▶ _PROVIDED DATA_:
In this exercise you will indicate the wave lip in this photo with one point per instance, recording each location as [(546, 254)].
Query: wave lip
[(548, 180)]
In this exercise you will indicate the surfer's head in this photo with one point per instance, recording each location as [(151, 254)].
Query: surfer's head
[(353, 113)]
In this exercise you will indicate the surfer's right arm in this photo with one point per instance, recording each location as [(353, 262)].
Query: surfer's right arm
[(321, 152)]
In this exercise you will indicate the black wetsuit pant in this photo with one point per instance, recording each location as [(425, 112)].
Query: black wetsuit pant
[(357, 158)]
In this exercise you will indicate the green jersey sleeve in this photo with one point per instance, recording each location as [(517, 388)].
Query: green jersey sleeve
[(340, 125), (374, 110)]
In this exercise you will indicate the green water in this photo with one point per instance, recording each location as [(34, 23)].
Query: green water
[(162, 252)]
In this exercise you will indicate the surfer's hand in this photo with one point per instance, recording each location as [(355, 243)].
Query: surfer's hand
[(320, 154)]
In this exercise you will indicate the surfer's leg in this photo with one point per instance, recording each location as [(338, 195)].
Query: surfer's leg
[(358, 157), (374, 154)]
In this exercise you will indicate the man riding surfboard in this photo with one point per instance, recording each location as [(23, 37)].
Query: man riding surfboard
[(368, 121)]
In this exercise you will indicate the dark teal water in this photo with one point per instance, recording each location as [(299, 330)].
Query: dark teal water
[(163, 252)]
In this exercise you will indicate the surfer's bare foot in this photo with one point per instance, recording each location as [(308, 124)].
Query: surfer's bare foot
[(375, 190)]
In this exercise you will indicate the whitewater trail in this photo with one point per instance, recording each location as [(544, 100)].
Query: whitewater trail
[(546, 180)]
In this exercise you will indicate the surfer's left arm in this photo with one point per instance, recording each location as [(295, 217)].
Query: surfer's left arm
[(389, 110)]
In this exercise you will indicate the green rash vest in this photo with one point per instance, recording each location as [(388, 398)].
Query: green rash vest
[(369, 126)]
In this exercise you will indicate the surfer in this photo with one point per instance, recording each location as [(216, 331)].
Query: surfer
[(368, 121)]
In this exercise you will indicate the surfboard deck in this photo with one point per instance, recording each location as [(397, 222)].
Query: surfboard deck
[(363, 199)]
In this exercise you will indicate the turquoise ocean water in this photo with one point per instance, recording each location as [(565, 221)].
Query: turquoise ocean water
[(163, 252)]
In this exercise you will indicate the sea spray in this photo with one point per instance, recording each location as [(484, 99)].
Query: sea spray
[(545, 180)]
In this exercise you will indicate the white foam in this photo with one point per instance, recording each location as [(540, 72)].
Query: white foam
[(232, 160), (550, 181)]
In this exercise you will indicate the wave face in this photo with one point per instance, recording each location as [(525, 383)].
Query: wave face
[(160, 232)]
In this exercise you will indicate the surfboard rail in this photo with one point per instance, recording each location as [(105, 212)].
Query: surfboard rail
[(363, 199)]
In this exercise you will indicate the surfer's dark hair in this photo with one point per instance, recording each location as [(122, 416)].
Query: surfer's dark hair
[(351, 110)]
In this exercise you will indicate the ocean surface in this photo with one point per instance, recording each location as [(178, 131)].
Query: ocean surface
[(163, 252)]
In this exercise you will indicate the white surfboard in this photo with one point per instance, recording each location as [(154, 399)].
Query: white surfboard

▶ _WHAT YOU NEED TO DO_: Start at the line with "In this exercise you will indicate the surfboard rail" and stop at the end of the records. Write those lines out exactly and add nothing.

▶ _ANSWER BELOW_:
In this exercise you will indicate the surfboard rail in this photo with one point per instance, recording each location as [(105, 212)].
Query: surfboard rail
[(363, 199)]
In this exercise you will indicate the surfer's dark hair in this photo with one point per instance, recording each location as [(122, 416)].
Query: surfer's dark hair
[(351, 110)]
In this exercise you will indicate the ocean surface in this photo with one point per instance, recording each location as [(178, 131)].
Query: ocean surface
[(163, 252)]
In this exercise you will indicate the white surfboard in this photo with one point per instance, recording each location as [(154, 399)].
Query: white surfboard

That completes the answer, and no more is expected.